**Work required:** The records that follow need to be printed exactly. Leave out each image.

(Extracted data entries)
· · · · ·

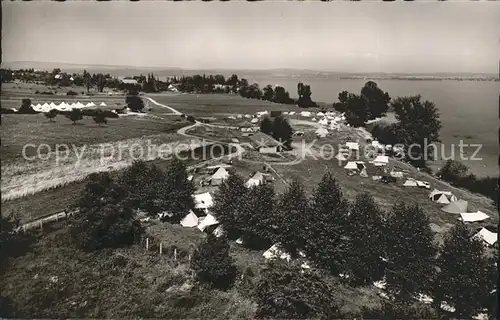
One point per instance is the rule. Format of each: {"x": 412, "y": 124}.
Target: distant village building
{"x": 264, "y": 143}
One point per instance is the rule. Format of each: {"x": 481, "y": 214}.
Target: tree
{"x": 466, "y": 274}
{"x": 256, "y": 217}
{"x": 268, "y": 93}
{"x": 377, "y": 100}
{"x": 228, "y": 200}
{"x": 51, "y": 115}
{"x": 292, "y": 219}
{"x": 418, "y": 125}
{"x": 282, "y": 131}
{"x": 410, "y": 252}
{"x": 100, "y": 118}
{"x": 266, "y": 126}
{"x": 281, "y": 95}
{"x": 179, "y": 194}
{"x": 326, "y": 243}
{"x": 287, "y": 292}
{"x": 304, "y": 93}
{"x": 366, "y": 241}
{"x": 356, "y": 110}
{"x": 213, "y": 264}
{"x": 75, "y": 115}
{"x": 26, "y": 107}
{"x": 12, "y": 242}
{"x": 134, "y": 181}
{"x": 134, "y": 102}
{"x": 105, "y": 217}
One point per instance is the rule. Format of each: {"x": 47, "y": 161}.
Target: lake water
{"x": 469, "y": 111}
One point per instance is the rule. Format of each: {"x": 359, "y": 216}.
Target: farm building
{"x": 265, "y": 143}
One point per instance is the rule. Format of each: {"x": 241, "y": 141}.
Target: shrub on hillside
{"x": 51, "y": 114}
{"x": 26, "y": 107}
{"x": 213, "y": 264}
{"x": 74, "y": 115}
{"x": 285, "y": 291}
{"x": 105, "y": 217}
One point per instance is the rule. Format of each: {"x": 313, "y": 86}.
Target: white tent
{"x": 473, "y": 216}
{"x": 410, "y": 183}
{"x": 352, "y": 145}
{"x": 203, "y": 200}
{"x": 442, "y": 199}
{"x": 457, "y": 207}
{"x": 341, "y": 157}
{"x": 351, "y": 165}
{"x": 323, "y": 121}
{"x": 276, "y": 252}
{"x": 218, "y": 232}
{"x": 190, "y": 221}
{"x": 487, "y": 236}
{"x": 255, "y": 180}
{"x": 219, "y": 176}
{"x": 321, "y": 132}
{"x": 209, "y": 220}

· · · · ·

**Exercise response:**
One point per instance is the rule. Format of each: {"x": 412, "y": 124}.
Target: distant village building
{"x": 264, "y": 143}
One point per instance is the rule. Format of each: {"x": 481, "y": 214}.
Target: tree
{"x": 466, "y": 274}
{"x": 256, "y": 217}
{"x": 268, "y": 93}
{"x": 377, "y": 100}
{"x": 228, "y": 200}
{"x": 51, "y": 115}
{"x": 292, "y": 219}
{"x": 418, "y": 125}
{"x": 282, "y": 131}
{"x": 410, "y": 252}
{"x": 100, "y": 118}
{"x": 266, "y": 126}
{"x": 281, "y": 95}
{"x": 179, "y": 194}
{"x": 326, "y": 243}
{"x": 287, "y": 292}
{"x": 304, "y": 93}
{"x": 366, "y": 241}
{"x": 356, "y": 110}
{"x": 213, "y": 264}
{"x": 75, "y": 115}
{"x": 26, "y": 107}
{"x": 12, "y": 242}
{"x": 134, "y": 181}
{"x": 134, "y": 102}
{"x": 105, "y": 217}
One point per instance is the rule. Format of each: {"x": 47, "y": 161}.
Target: lake water
{"x": 469, "y": 111}
One point per instance is the rule. Format of each: {"x": 359, "y": 216}.
Target: farm building
{"x": 265, "y": 143}
One point per instance is the rule. Format of each: {"x": 241, "y": 141}.
Target: shrub on hillside
{"x": 51, "y": 114}
{"x": 26, "y": 107}
{"x": 213, "y": 264}
{"x": 74, "y": 115}
{"x": 285, "y": 291}
{"x": 105, "y": 217}
One point per instance is the rule. Format of each: {"x": 313, "y": 86}.
Target: white tent
{"x": 473, "y": 216}
{"x": 410, "y": 183}
{"x": 352, "y": 145}
{"x": 203, "y": 200}
{"x": 442, "y": 199}
{"x": 457, "y": 207}
{"x": 341, "y": 157}
{"x": 351, "y": 165}
{"x": 323, "y": 121}
{"x": 276, "y": 252}
{"x": 218, "y": 232}
{"x": 190, "y": 221}
{"x": 487, "y": 236}
{"x": 255, "y": 180}
{"x": 219, "y": 176}
{"x": 321, "y": 132}
{"x": 209, "y": 220}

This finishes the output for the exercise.